One of the country’s leading textile and garment makers Garment 10 Corporation is facing a continuously reducing number of purchases from its partners. Than Duc Viet, general director of Garment 10, said that about 40,000 manufactured shirts were rejected by South Korean partners and they cancelled orders for 39,000 products for April. In addition, many US partners are also calling a halt to orders.
“We are getting tired of receiving calls to cancel orders. If this spreads to all countries, the losses will be tremendous,” said Viet.
The labour-intensive textile and garment sector helped Vietnam earn $39 billion from exports in 2019, making it one of the world’s five biggest textile and garment producers and exporters.
The EU and the US were the two largest importers of Vietnamese textile products last year, holding 13 and 45 per cent of Vietnam’s export value, respectively, according to the General Department of Vietnam Customs. Half of the textile exports from Ho Chi Minh City head to the US.
Industry insiders point out that Vietnam’s textile and garment industry has survived both the Asian economic crisis in 1997 and the global financial crisis in 2008 but at those times, while the demand and delivery progress decreased, production was maintained.
In the current outbreak, delivery times are being delayed and orders are being cancelled, worrying all local players in the sector, even the big ones.
All agree that the top priority is to ensure jobs for employees, a tough ask for labour-intensive businesses like textile and garment ones.
Local makers are being urged to focus on finding solutions to minimise the need to reduce their labour force. In the immediate future, according to industry experts, enterprises should not increase working hours and allow employees to take two days off a week.

Dataset section »

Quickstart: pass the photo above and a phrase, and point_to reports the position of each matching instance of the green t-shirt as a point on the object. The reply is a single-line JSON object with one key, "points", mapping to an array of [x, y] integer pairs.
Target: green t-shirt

Task prompt »
Retype the text on Vietnam's textile and garment industry word for word, from start to finish. The data has nothing to do with what follows.

Task response »
One of the country’s leading textile and garment makers Garment 10 Corporation is facing a continuously reducing number of purchases from its partners. Than Duc Viet, general director of Garment 10, said that about 40,000 manufactured shirts were rejected by South Korean partners and they cancelled orders for 39,000 products for April. In addition, many US partners are also calling a halt to orders.
“We are getting tired of receiving calls to cancel orders. If this spreads to all countries, the losses will be tremendous,” said Viet.
The labour-intensive textile and garment sector helped Vietnam earn $39 billion from exports in 2019, making it one of the world’s five biggest textile and garment producers and exporters.
The EU and the US were the two largest importers of Vietnamese textile products last year, holding 13 and 45 per cent of Vietnam’s export value, respectively, according to the General Department of Vietnam Customs. Half of the textile exports from Ho Chi Minh City head to the US.
Industry insiders point out that Vietnam’s textile and garment industry has survived both the Asian economic crisis in 1997 and the global financial crisis in 2008 but at those times, while the demand and delivery progress decreased, production was maintained.
In the current outbreak, delivery times are being delayed and orders are being cancelled, worrying all local players in the sector, even the big ones.
All agree that the top priority is to ensure jobs for employees, a tough ask for labour-intensive businesses like textile and garment ones.
Local makers are being urged to focus on finding solutions to minimise the need to reduce their labour force. In the immediate future, according to industry experts, enterprises should not increase working hours and allow employees to take two days off a week.